-- Quoted passage --
--- Begin ---

It is with strong propaganda efforts in the media and all around that Bush tries to make people believe exaggerated misconceptions about terrorism, to gain support for his every so totalitarian military practices.
Another good propaganda tactic is to focus on the accomplishments, and glorify the idea of war to get people’s support.
“No, the Bush administration doesn’t want you to see the bodies – not the bodies of our men and women, and not the bodies of Iraqi men, women and children. The administration wants you to see the war as an electronic game with bright lights in the distance and good sound effects, or close-ups of our brave warriors firing their guns at an invisible enemy. It doesn’t want you to see the torn flesh, blood, intestines, feces, urine. If you did, you might not support the war, and billions of dollars depend on your support.” (http://www.lewrockwe ll.Com/re ese/reese67.html).
There is only one point of view shown, ours, and that is it. Proud, strong and brave, fighting against the enemy that will rid us of our freedom. The problem is when our freedom is already gone, and when those pretending to fight for it are really those who have taken it away.
These propaganda tactics are not only used within our own country, our leaders also use them in the countries with whom we are at war.
“In November 2005, The Chicago Tribune and the Los Angeles Times, alleged that the United States military had manipulated news reported in Iraqi media in an effort to cast a favorable light on its actions while demoralizing the insurgency. Lt. Col. Barry Johnson, a military spokesman in Iraq, said the program is “an important part of countering misinformation in the news by insurgents”, while a spokesman for former Defense Secretary Donald H. Rumsfeld said the allegations of manipulation were troubling if true. The Department of Defense has confirmed the existence of the program. The New York Times published an article about how the Pentagon has started to use contractors with little experience in journalism or public relations to plant articles in the Iraqi press. These articles are usually written by US soldiers without attribution or are attributed to a non-existent organization called the “International Information Center.” (http://en.wikipedia.org/wiki/Propaganda).
We are now at the point where we actually make up non-existent organizations to spread out propaganda. Whether it’s at home, or overseas, the governing powers of Canada and the United-States are using their power to exercise control over the thoughts of others.
All of these propaganda tactics are similar to those used in Hate Week (a week designed to increase the hatred of the current enemy of the Party) in 1984. On the sixth day of hate week, Winston happened to be attending a demonstration, listening to a man go on about the enemy, from who’s mouth “boomed forth an endless catalogue of atrocities, massacres, deportations, lootings, rapings, torture of prisoners, bombing of civilians, lying propaganda, unjust aggressions, broken treaties.” (Orwell, 188). By always pointing the finger at the atrocities that others supposedly commit through propaganda, it is very easy for governments to draw the attention away from the things that they are actually doing. It also makes people fear this “enemy” and be willing to fight on their governments side against “it”, even if their government is treating them unjustly. “The aim of hate-week incitement is to divert attention from domestic problems, promote national unity, and, where necessary, motivate people to kill other people in wars.” (http://www. Lewrockwell.com/reese/reese67.html).

--- End ---

-- Work instructions --
**A.** Transcribe the essay on propaganda between "Another good propaganda" and "(http://www.lewrockwe ll.Com/re ese/reese67.html).", inclusive.
**B.** Answer these questions from the essay on propaganda:
(i) Which two newspapers alleged in November 2005 that the United States military had manipulated news in Iraqi media?
(ii) On which day of Hate Week was Winston attending a demonstration?
(iii) To what non-existent organization were some of the planted articles attributed?
**C.** Resume the essay on propaganda, writing on from its final sentence.
The material after the essay on propaganda is separate from it.

-- Information provided --

--- Begin ---

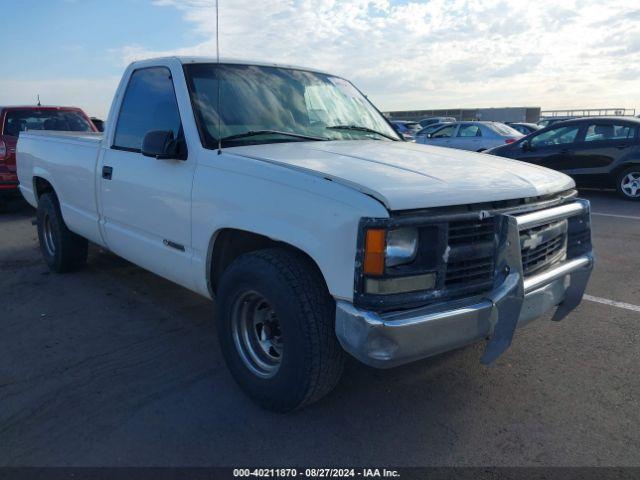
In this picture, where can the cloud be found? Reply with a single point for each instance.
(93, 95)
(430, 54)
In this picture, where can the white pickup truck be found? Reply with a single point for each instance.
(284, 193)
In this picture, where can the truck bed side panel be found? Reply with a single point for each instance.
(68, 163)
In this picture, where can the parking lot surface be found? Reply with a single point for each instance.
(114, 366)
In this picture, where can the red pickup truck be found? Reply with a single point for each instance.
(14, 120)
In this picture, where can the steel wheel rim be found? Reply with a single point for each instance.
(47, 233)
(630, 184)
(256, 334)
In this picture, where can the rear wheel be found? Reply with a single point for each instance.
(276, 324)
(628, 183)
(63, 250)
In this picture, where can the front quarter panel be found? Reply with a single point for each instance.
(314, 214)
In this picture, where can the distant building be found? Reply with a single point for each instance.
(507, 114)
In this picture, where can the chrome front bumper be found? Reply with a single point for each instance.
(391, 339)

--- End ---

-- Exercise results --
**A.**
Another good propaganda tactic is to focus on the accomplishments, and glorify the idea of war to get people’s support.
“No, the Bush administration doesn’t want you to see the bodies – not the bodies of our men and women, and not the bodies of Iraqi men, women and children. The administration wants you to see the war as an electronic game with bright lights in the distance and good sound effects, or close-ups of our brave warriors firing their guns at an invisible enemy. It doesn’t want you to see the torn flesh, blood, intestines, feces, urine. If you did, you might not support the war, and billions of dollars depend on your support.” (http://www.lewrockwe ll.Com/re ese/reese67.html).

**B.**
(i) The Chicago Tribune and the Los Angeles Times
(ii) The sixth day
(iii) The "International Information Center"

**C.**
In the novel, when Winston is caught by the Thought Police and sent to the Ministry Of Love, he faces innumerable torture methods to be coerced into “admitting to his crimes”, that is, telling his interrogators what it is that they want to hear. Although many people may not be aware of it, we also inflict similar torturous methods upon prisoners; mainly those situated in the U.S military run prison in Guantanamo Bay. When Winston was in the Ministry Of Love, he was starving, and he did not know how long it had been since he had last eaten. He was not allowed to move, and was put in a room without daylight, “In the Ministry Of Love there were no windows”(Orwell, 241). He was beaten repeatedly, “Always, there were five or six men in black uniforms at him simultaneously. Sometimes it was fists, sometimes it was truncheons, sometimes it was steel rods, sometimes it was boots”(Orwell, 252). He confessed to a large amount of crimes that he did not commit, for “His sole concern was to find out what they wanted him to confess, and then confess it quickly, before the bullying started anew.”(Orwell, 254). They tortured him under the pretence of wanting to save him, make him see the truth, which was truly to make him “believe” the lies. He was eventually brought to the torture room, room 101, where he was about to face his greatest fear, rats, when he chose to betray his lover, Julia, instead. This was exactly what they wanted of him, to betray his love to save himself, and then they let him go.
Although the torture methods are not exactly the same in Guantanamo Bay, many similarities are shocking. In the year 2002, a fifteen-year-old boy named Omar Khadr was taken to a military prison in Bagram, Afghanistan, after being shot and accused of throwing a grenade that killed an American soldier.
“He was ordered to clean floors on his hands and knees while his wounds were still wet. When he could walk again, he was forced to stand for hours at a time with his hands tied above a door frame. Interrogators put a bag over his head and held him still while attack dogs leapt at his chest. Sometimes he was kept chained in an interrogation room for so long he urinated on himself” (http:// www .nigh tslantern.ca/law/omarkhadr.html).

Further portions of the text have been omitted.